EXERCISE PROMPT: Continue the passage below about Flanagan and his writing on aboriginal rights, picking up right after its final sentence.

SUPPLIED TEXT:
::::::

Most voters had never heard of Flanagan, who has managed to elude the media while helping choreograph Harper's shrewd, three-year consolidation of power. But among aboriginal activists, his name set off alarms. For the past three decades, Flanagan has churned out scholarly studies debunking the heroism of Metis icon Louis Riel, arguing against native land claims, and calling for an end to aboriginal rights. Those stands already made him a controversial figure, but four years ago, his book, First Nations? Second Thoughts, sent tempers off the charts.
In it, Flanagan dismissed the continent's First Nations as merely its "first immigrants" who trekked across the Bering Strait from Siberia, preceding the French and British et al by a few thousand years -- a rewrite which neatly eliminates any indigenous entitlement. Then, invoking the spectre of a country decimated by land claims, he argued the only sensible native policy was outright assimilation.

::::::

DATASET SECTION:
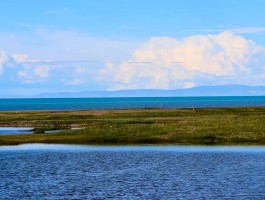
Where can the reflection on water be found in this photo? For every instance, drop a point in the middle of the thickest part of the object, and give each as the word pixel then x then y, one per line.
pixel 131 172
pixel 15 130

::::::

REPLY:
Aboriginal leaders were apoplectic at the thought Flanagan might have a say in their fate. Led by Phil Fontaine, National Chief of the Assembly of First Nations, they released an urgent open letter demanding to know if Harper shared Flanagan's views. Two months later, Harper still has not replied. For Clement Chartier, president of the Metis National Council, his silence speaks cautionary volumes. Martin's minority government could fall any minute, giving Harper a second chance at the governmental brass ring. "If Flanagan continues to be part of the Conservative machinery and has the ear of a prime minister," he worries, "it's our existence as a people that's at stake."
Who are these men -- for they are, without exception, men -- in Harper's backroom brain trust, collectively dubbed the "Calgary School?" Flanagan won his conservative spurs targeting the prevailing wisdom on the country's native people -- what he calls the "aboriginal orthodoxy." Others like Rainer Knopff and Ted Morton -- Alberta's long-stymied senator-elect -- have built careers, and a brisk consulting business, taking shots at the Charter of Rights, above all its implications for the pet peeves of social conservatives: feminism, abortion, and same-sex marriage.
But what binds the group is not only friendship, it's a chippy outsiders' sense of mission. In a torrent of academic treatises and no-holds-barred commentaries in the media, they have given intellectual heft to a rambunctious, Rocky Mountain brand of libertarianism that has become synonymous with Western alienation.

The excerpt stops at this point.